* **Your task**
Repeat every one of the lines below word for word, leaving out the pictures.

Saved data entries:
------------

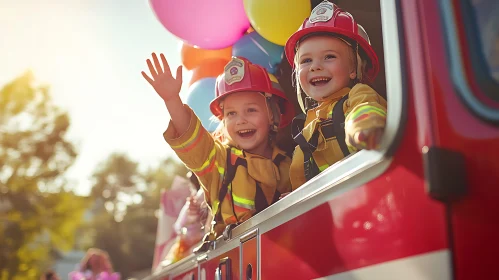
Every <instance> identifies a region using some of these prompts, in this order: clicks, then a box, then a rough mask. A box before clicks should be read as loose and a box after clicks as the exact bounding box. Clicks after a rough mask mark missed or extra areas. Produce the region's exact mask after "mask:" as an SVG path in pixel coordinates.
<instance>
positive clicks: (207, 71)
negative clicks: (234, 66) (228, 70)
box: [189, 59, 229, 86]
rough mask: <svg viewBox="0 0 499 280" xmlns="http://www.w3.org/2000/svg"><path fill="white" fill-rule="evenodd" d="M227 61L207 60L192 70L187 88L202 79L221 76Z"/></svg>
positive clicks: (205, 60) (226, 60)
mask: <svg viewBox="0 0 499 280" xmlns="http://www.w3.org/2000/svg"><path fill="white" fill-rule="evenodd" d="M227 63H229V60H228V59H208V60H204V61H203V62H201V64H200V65H199V66H198V67H196V68H194V70H192V76H191V80H190V81H189V86H190V85H192V84H193V83H195V82H197V81H199V80H200V79H203V78H216V77H218V75H220V74H222V73H223V71H224V68H225V65H227Z"/></svg>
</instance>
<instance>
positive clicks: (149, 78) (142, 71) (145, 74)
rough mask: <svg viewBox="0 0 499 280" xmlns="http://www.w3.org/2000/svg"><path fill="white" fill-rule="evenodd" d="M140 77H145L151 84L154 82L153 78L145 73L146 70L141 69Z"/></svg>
mask: <svg viewBox="0 0 499 280" xmlns="http://www.w3.org/2000/svg"><path fill="white" fill-rule="evenodd" d="M142 77H144V79H146V80H147V81H148V82H149V84H151V86H152V83H153V82H154V81H153V79H151V78H149V76H148V75H147V74H146V72H144V71H142Z"/></svg>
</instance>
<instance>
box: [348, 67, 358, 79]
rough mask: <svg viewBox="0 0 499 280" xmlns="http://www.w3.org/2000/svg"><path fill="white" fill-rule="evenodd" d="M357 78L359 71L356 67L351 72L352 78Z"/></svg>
mask: <svg viewBox="0 0 499 280" xmlns="http://www.w3.org/2000/svg"><path fill="white" fill-rule="evenodd" d="M355 78H357V71H355V69H354V70H352V72H350V80H354V79H355Z"/></svg>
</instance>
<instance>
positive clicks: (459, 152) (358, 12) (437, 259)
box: [146, 0, 499, 280]
mask: <svg viewBox="0 0 499 280" xmlns="http://www.w3.org/2000/svg"><path fill="white" fill-rule="evenodd" d="M269 1H271V0H269ZM316 2H317V3H318V2H319V1H312V5H315V4H317V3H316ZM334 2H335V3H336V4H337V5H338V6H340V7H342V8H344V9H345V10H347V11H349V12H350V13H351V14H353V15H354V17H355V19H356V20H357V22H359V23H361V24H362V25H363V26H364V27H365V28H366V30H367V32H368V33H369V35H370V38H371V41H372V44H373V47H374V48H375V50H376V52H377V53H378V55H379V58H380V61H381V64H382V65H381V73H382V74H381V75H380V77H378V80H377V81H376V83H375V85H374V87H375V88H376V89H377V90H378V91H379V92H380V93H382V94H385V95H386V97H387V100H388V113H387V127H386V132H385V135H384V138H383V141H382V148H381V149H380V150H378V151H360V152H358V153H356V154H354V155H351V156H349V157H347V158H345V159H344V160H342V161H341V162H339V163H337V164H335V165H333V166H331V167H329V168H328V169H327V170H325V171H324V172H322V173H321V174H319V175H318V176H316V177H315V178H313V179H312V180H310V181H309V182H307V184H306V185H304V186H302V187H300V188H299V189H298V190H296V191H295V192H293V193H291V194H290V195H288V196H286V197H285V198H284V199H282V200H280V201H278V202H277V203H275V204H273V205H271V206H270V207H268V208H267V209H265V210H264V211H262V212H260V213H259V214H257V215H256V216H254V217H253V218H251V219H250V220H248V221H246V222H244V223H242V224H241V225H239V226H237V227H236V228H234V229H233V230H232V232H231V234H230V237H228V238H224V237H220V238H219V239H218V240H217V241H215V242H213V244H212V246H211V249H210V250H209V251H207V252H204V253H201V254H197V255H192V256H190V257H188V258H185V259H183V260H181V261H179V262H178V263H175V264H173V265H169V266H165V267H161V268H160V269H159V270H157V271H156V272H155V273H154V274H152V275H150V276H149V277H147V278H146V279H148V280H156V279H162V280H163V279H265V280H266V279H331V280H347V279H352V280H353V279H356V280H362V279H404V280H409V279H438V280H444V279H459V280H464V279H467V280H468V279H499V272H497V267H495V265H497V260H499V218H498V215H499V1H497V0H482V1H478V0H381V1H375V0H339V1H334ZM284 11H285V10H283V11H279V12H284ZM288 67H289V66H288ZM288 70H289V69H288ZM284 72H286V71H284ZM284 74H285V75H283V78H282V79H286V77H285V76H289V77H288V78H287V79H290V76H291V74H290V73H284ZM288 74H289V75H288ZM286 83H288V84H289V85H290V84H291V83H290V81H289V80H288V81H285V80H283V81H281V84H286Z"/></svg>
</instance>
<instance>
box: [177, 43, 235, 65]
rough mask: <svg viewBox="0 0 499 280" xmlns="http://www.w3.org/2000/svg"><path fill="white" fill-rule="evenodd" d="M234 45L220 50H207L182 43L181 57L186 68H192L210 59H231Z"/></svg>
mask: <svg viewBox="0 0 499 280" xmlns="http://www.w3.org/2000/svg"><path fill="white" fill-rule="evenodd" d="M231 57H232V46H230V47H227V48H225V49H220V50H205V49H200V48H197V47H193V46H190V45H187V44H185V43H182V47H181V49H180V58H181V60H182V65H184V67H185V69H187V70H192V69H194V68H196V67H198V66H199V65H200V64H201V63H202V62H203V61H205V60H208V59H225V60H227V61H228V60H230V58H231Z"/></svg>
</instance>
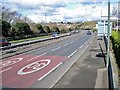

------------

* **Result for this task**
Every <instance> identifies a region using some of these prompts, in this order: clicks, then a box, then a rough mask. A box before clicks should be read as loose and a box after clicks as the exact bounding box. Clicks after a rough mask mark missed or extra areas. Produce the region's exact mask after "mask:" as an SVG path in pixel coordinates.
<instance>
positive clicks: (207, 71)
negative clicks: (234, 66) (228, 70)
box: [189, 59, 229, 86]
rough mask: <svg viewBox="0 0 499 280" xmlns="http://www.w3.org/2000/svg"><path fill="white" fill-rule="evenodd" d="M227 61L207 60L192 70L187 88L202 79L221 76Z"/></svg>
positive clicks: (205, 60) (226, 60)
mask: <svg viewBox="0 0 499 280" xmlns="http://www.w3.org/2000/svg"><path fill="white" fill-rule="evenodd" d="M227 63H229V60H228V59H208V60H204V61H203V62H201V64H200V65H199V66H198V67H196V68H194V70H192V76H191V80H190V81H189V86H190V85H192V84H193V83H195V82H197V81H199V80H200V79H203V78H216V77H218V75H220V74H222V73H223V71H224V68H225V65H227Z"/></svg>
</instance>
<instance>
positive clicks: (149, 78) (142, 71) (145, 74)
rough mask: <svg viewBox="0 0 499 280" xmlns="http://www.w3.org/2000/svg"><path fill="white" fill-rule="evenodd" d="M140 77H145L151 84L154 82L153 78L145 73L146 70L141 69Z"/></svg>
mask: <svg viewBox="0 0 499 280" xmlns="http://www.w3.org/2000/svg"><path fill="white" fill-rule="evenodd" d="M142 77H144V79H146V80H147V81H148V82H149V84H151V86H152V83H153V82H154V81H153V79H151V78H149V76H148V75H147V74H146V72H144V71H142Z"/></svg>
</instance>
<instance>
box: [348, 67, 358, 79]
rough mask: <svg viewBox="0 0 499 280" xmlns="http://www.w3.org/2000/svg"><path fill="white" fill-rule="evenodd" d="M357 78L359 71L356 67L351 72L352 78Z"/></svg>
mask: <svg viewBox="0 0 499 280" xmlns="http://www.w3.org/2000/svg"><path fill="white" fill-rule="evenodd" d="M355 78H357V71H355V69H354V70H352V72H350V80H354V79H355Z"/></svg>
</instance>
<instance>
positive clicks: (459, 152) (358, 12) (437, 259)
box: [146, 0, 499, 280]
mask: <svg viewBox="0 0 499 280" xmlns="http://www.w3.org/2000/svg"><path fill="white" fill-rule="evenodd" d="M269 1H271V0H269ZM316 2H317V3H318V2H319V1H312V5H315V4H317V3H316ZM334 2H335V3H336V4H337V5H338V6H340V7H342V8H344V9H345V10H347V11H349V12H350V13H351V14H353V15H354V17H355V19H356V20H357V22H359V23H361V24H362V25H363V26H364V27H365V28H366V30H367V32H368V33H369V35H370V38H371V41H372V44H373V47H374V48H375V50H376V52H377V53H378V55H379V58H380V61H381V64H382V65H381V73H382V74H381V75H380V77H378V80H377V81H376V83H375V85H374V87H375V88H376V89H377V90H378V91H379V92H380V93H382V94H385V95H386V97H387V100H388V113H387V127H386V132H385V135H384V138H383V141H382V148H381V149H380V150H378V151H360V152H358V153H356V154H354V155H351V156H349V157H347V158H345V159H344V160H342V161H341V162H339V163H337V164H335V165H333V166H331V167H329V168H328V169H327V170H325V171H324V172H322V173H321V174H319V175H318V176H316V177H315V178H313V179H312V180H310V181H309V182H307V184H306V185H304V186H302V187H300V188H299V189H298V190H296V191H295V192H293V193H291V194H290V195H288V196H286V197H285V198H284V199H282V200H280V201H278V202H277V203H275V204H273V205H271V206H270V207H268V208H267V209H265V210H264V211H262V212H260V213H259V214H257V215H256V216H254V217H253V218H251V219H250V220H248V221H246V222H244V223H242V224H241V225H239V226H237V227H236V228H234V229H233V230H232V232H231V234H230V237H228V238H224V237H220V238H219V239H218V240H217V241H215V242H213V244H212V246H211V249H210V250H209V251H207V252H204V253H201V254H197V255H192V256H190V257H188V258H185V259H183V260H181V261H179V262H178V263H175V264H173V265H169V266H165V267H161V268H160V269H159V270H157V271H156V272H155V273H154V274H152V275H150V276H149V277H147V278H146V279H148V280H156V279H162V280H163V279H265V280H266V279H331V280H347V279H352V280H353V279H356V280H362V279H404V280H409V279H438V280H444V279H459V280H464V279H467V280H468V279H499V272H497V267H495V265H497V260H499V218H498V215H499V1H497V0H482V1H478V0H381V1H375V0H339V1H334ZM284 11H285V10H283V11H279V12H284ZM288 67H289V66H288ZM288 70H289V69H288ZM284 72H286V71H284ZM284 74H285V75H283V78H282V79H286V77H285V76H289V77H288V78H287V79H290V76H291V74H290V73H284ZM288 74H289V75H288ZM286 83H288V84H289V85H290V84H291V83H290V81H289V80H288V81H285V80H283V81H281V84H286Z"/></svg>
</instance>
<instance>
box: [177, 43, 235, 65]
rough mask: <svg viewBox="0 0 499 280" xmlns="http://www.w3.org/2000/svg"><path fill="white" fill-rule="evenodd" d="M234 45L220 50H207L182 43L181 57L186 68H192L210 59H231Z"/></svg>
mask: <svg viewBox="0 0 499 280" xmlns="http://www.w3.org/2000/svg"><path fill="white" fill-rule="evenodd" d="M231 57H232V46H230V47H227V48H225V49H220V50H205V49H200V48H197V47H193V46H190V45H187V44H185V43H182V47H181V49H180V58H181V60H182V65H184V67H185V69H187V70H192V69H194V68H196V67H198V66H199V65H200V64H201V63H202V62H203V61H205V60H208V59H225V60H227V61H228V60H230V58H231Z"/></svg>
</instance>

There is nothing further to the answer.